What you should do: What follows is a block of records; reproduce all of it verbatim.
::: Records for this exercise
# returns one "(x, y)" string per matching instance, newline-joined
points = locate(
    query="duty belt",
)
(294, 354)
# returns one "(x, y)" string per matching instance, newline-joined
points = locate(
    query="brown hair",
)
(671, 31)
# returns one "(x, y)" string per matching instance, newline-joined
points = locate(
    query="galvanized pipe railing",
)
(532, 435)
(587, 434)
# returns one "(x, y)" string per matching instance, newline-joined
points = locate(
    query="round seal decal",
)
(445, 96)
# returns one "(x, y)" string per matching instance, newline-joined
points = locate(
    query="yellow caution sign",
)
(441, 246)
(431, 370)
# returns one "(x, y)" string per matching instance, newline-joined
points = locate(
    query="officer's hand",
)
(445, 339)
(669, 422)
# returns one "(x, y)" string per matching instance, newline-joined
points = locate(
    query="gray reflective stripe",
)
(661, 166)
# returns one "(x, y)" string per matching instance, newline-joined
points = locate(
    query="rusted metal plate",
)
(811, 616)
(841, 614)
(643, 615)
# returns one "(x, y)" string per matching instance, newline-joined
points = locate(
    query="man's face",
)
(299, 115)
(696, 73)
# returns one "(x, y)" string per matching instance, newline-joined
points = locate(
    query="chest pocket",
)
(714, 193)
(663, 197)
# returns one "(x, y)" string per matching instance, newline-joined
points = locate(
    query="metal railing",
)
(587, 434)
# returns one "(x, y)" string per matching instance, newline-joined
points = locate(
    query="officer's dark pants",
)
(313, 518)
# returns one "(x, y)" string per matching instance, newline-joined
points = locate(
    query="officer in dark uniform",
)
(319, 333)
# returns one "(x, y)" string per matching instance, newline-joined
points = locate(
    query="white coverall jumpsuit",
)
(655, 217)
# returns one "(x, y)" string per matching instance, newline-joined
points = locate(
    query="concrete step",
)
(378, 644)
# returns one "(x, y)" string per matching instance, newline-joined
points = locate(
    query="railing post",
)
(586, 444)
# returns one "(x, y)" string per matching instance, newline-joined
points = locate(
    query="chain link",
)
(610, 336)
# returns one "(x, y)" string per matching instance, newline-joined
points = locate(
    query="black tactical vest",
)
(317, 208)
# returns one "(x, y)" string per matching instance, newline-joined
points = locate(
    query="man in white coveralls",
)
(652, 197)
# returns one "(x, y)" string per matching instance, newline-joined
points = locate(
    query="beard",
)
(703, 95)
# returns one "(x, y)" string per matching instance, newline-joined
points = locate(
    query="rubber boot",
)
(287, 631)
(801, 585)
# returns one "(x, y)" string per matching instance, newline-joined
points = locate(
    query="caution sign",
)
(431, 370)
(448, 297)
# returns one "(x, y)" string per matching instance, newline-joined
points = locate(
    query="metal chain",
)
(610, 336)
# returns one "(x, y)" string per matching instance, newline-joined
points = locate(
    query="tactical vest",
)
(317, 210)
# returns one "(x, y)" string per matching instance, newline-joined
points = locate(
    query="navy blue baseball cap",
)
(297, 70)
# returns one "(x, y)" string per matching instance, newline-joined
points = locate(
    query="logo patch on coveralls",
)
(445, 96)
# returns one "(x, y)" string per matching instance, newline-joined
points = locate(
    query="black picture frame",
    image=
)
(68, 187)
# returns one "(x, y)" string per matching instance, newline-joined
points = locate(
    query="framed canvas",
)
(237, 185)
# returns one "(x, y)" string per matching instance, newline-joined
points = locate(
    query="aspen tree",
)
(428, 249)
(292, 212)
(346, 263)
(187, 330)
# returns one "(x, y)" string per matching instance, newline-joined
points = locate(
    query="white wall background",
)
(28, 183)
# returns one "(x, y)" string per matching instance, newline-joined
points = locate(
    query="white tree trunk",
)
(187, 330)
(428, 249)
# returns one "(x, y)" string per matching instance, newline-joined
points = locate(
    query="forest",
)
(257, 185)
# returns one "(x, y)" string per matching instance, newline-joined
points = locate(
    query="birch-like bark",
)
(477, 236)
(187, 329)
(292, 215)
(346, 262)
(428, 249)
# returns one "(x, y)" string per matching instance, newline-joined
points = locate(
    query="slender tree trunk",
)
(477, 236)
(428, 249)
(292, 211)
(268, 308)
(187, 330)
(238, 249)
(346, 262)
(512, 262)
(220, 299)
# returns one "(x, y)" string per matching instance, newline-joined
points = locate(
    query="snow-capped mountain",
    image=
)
::::::
The completed task:
# returns one "(x, y)" string per matching instance, newline-joined
points = locate(
    query="duty belt",
)
(294, 354)
# returns one "(x, y)" string per matching instance, newline-joined
points = locate(
    query="brown hair",
)
(671, 31)
# returns one "(x, y)" string per matching instance, newline-joined
points = locate(
    query="galvanized pipe railing",
)
(532, 435)
(587, 434)
# returns one "(x, y)" string per matching instance, newline-joined
points = locate(
    query="round seal decal",
)
(445, 96)
# returns one "(x, y)" string per matching instance, newline-joined
points = locate(
    query="yellow caution sign",
)
(441, 246)
(431, 370)
# returns one "(x, y)" string per matching instance, newline-joined
points = locate(
    query="officer's hand",
)
(445, 339)
(669, 422)
# returns one "(x, y)" string per matching instance, newline-joined
points = locate(
    query="gray reflective stripe",
)
(661, 166)
# returns one "(x, y)" string per matching instance, newline-joined
points = locate(
    query="rusted metal plate",
)
(811, 616)
(841, 614)
(643, 615)
# returns one "(x, y)" string per matching instance, newline-joined
points = locate(
    query="man's face",
)
(299, 115)
(696, 73)
# returns one "(x, y)" string per matching instance, newline-joined
points = locate(
    query="chest pocket",
)
(714, 193)
(663, 197)
# returns one "(x, y)" string per matching instance, newline-joined
points = locate(
    query="metal railing",
)
(587, 434)
# returns one "(x, y)" string per matching instance, newline-joined
points = locate(
    query="officer's dark pants",
)
(313, 518)
# returns one "(x, y)" string per matching instance, newline-joined
points = locate(
    query="officer in dark uniform",
)
(319, 333)
# returns one "(x, y)" string per matching instance, newline-joined
points = locate(
    query="white coverall jumpsuit",
)
(655, 217)
# returns one "(x, y)" string per matching instance, newline-joined
points = locate(
    query="concrete step",
)
(378, 644)
# returns one "(x, y)" string per matching instance, newline-joined
points = locate(
    query="railing post",
)
(586, 444)
# returns one "(x, y)" string per matching instance, newline-joined
points = locate(
    query="chain link",
)
(610, 336)
# returns one "(x, y)" string per matching instance, newline-joined
points = locate(
    query="black tactical vest",
)
(317, 208)
# returns one "(x, y)" string per matching instance, newline-joined
points = locate(
    query="man in white coveralls",
)
(652, 197)
# returns one "(x, y)" string per matching instance, newline-joined
points = locate(
    query="beard",
)
(703, 95)
# returns one "(x, y)" string per matching instance, newline-joined
points = locate(
    query="rubber boot",
)
(287, 631)
(801, 585)
# returns one "(x, y)" string per matching instance, newline-joined
points = locate(
    query="caution sign",
)
(431, 370)
(448, 297)
# returns one "(x, y)" string per matching instance, newline-joined
points = locate(
    query="metal chain",
)
(610, 336)
# returns one "(x, y)" string per matching instance, newline-joined
points = locate(
    query="tactical vest",
)
(317, 210)
# returns one "(x, y)" string per matching instance, newline-joined
points = locate(
    query="navy blue baseball cap",
)
(297, 70)
# returns one "(x, y)" string per matching instance, newline-joined
points = locate(
    query="logo patch on coveralls",
)
(445, 96)
# returns one "(x, y)" string per matching instance, newline-joined
points = locate(
    query="black picture frame",
    image=
)
(68, 187)
# returns one "(x, y)" string per matching instance, newline-joined
points = locate(
    query="framed canvas",
)
(237, 185)
# returns one "(x, y)" string per matching instance, newline-joined
points = locate(
    query="aspen tree",
)
(428, 249)
(292, 212)
(346, 263)
(187, 330)
# returns one "(x, y)" string per matching instance, newline-joined
points = locate(
    query="white wall background",
)
(28, 183)
# returns one "(x, y)" string per matching instance, newline-joined
points = locate(
    query="white tree trunk",
)
(187, 330)
(428, 249)
# returns one "(x, y)" string per matching instance, newline-joined
points = locate(
    query="forest",
)
(257, 185)
# returns one "(x, y)" string per matching instance, newline-joined
points = locate(
    query="birch-like bark",
)
(477, 236)
(187, 329)
(292, 215)
(346, 262)
(428, 249)
# returns one "(x, y)" string per matching instance, newline-joined
points = locate(
    query="slender tree trunk",
)
(477, 236)
(428, 249)
(292, 211)
(268, 308)
(187, 330)
(238, 249)
(346, 262)
(512, 262)
(220, 299)
# returns one "(x, y)" string per matching instance, newline-joined
points = locate(
    query="snow-capped mountain",
    image=
)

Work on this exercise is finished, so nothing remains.